> Aim:
Rewrite the records below as a numbered list with no blank lines, leaving the pictures out of your answer.

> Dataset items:
##############################

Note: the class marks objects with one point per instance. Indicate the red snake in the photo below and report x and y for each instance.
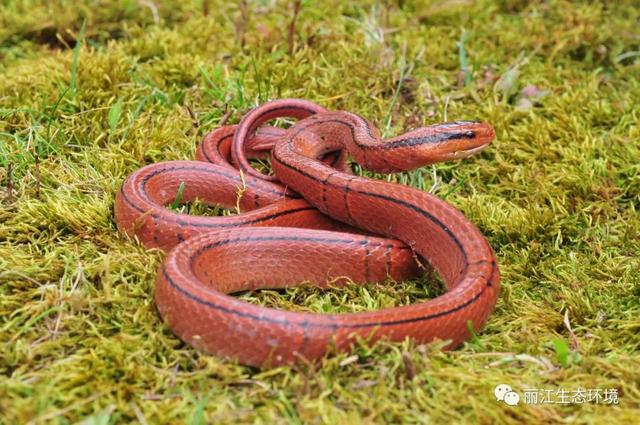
(343, 227)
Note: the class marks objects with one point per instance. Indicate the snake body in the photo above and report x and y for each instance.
(312, 222)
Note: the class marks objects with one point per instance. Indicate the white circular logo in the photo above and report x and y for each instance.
(504, 393)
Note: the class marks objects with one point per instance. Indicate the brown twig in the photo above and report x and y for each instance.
(409, 366)
(297, 5)
(241, 23)
(37, 173)
(194, 118)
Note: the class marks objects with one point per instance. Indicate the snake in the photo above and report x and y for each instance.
(313, 221)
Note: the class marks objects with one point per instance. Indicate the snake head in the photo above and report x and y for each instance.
(460, 139)
(429, 145)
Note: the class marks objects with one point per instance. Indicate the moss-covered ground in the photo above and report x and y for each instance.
(92, 90)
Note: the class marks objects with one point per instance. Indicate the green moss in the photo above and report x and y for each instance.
(557, 195)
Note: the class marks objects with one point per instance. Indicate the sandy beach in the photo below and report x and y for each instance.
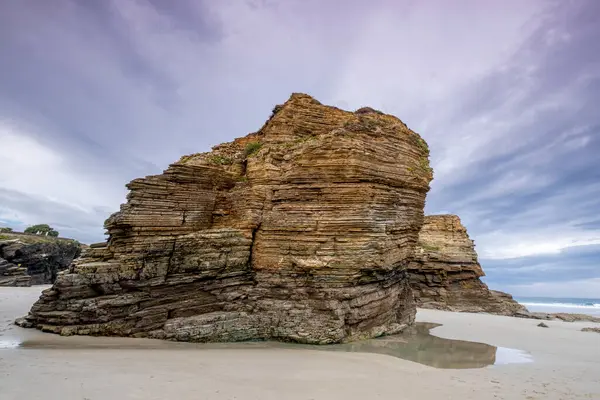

##############################

> Solution to this problem:
1. Note: the class marks objects with one point per instance. Indicate the red snake in the photo below and report x and y for each instance.
2. (343, 227)
3. Note: the class marks objects with one point per instance. Indicate the snake body in the photo above and report x and y for each instance.
4. (312, 222)
5. Note: the class marks objects with one point per instance. Indicate the white circular logo in the photo above and report x and y for each instance.
6. (504, 393)
7. Note: the class marks objects with one point per instance. Indicate the brown twig in the photo above and report x and y for each instance.
8. (409, 366)
9. (297, 5)
10. (241, 23)
11. (37, 173)
12. (194, 118)
13. Note: the class marks objects with one point per instance. Indicate the snake in the photo above and report x and y for each instance.
14. (313, 221)
15. Note: the class marks objects with one point per instance. Indicate the snake head in the photo above and report x and y for each instance.
16. (460, 139)
17. (429, 145)
18. Note: the class marks objects with one point per instance. Indicate the moss-covered ground in the photo above and report x and y for each instance.
19. (92, 90)
20. Note: the class marks objects with one point per instance. Indicate the green moss in the photo above and report x and y for each instance.
21. (557, 195)
22. Note: the class marks objects with one point per instance. Indicate the sandy beach in the photo below and report x and y for each instance.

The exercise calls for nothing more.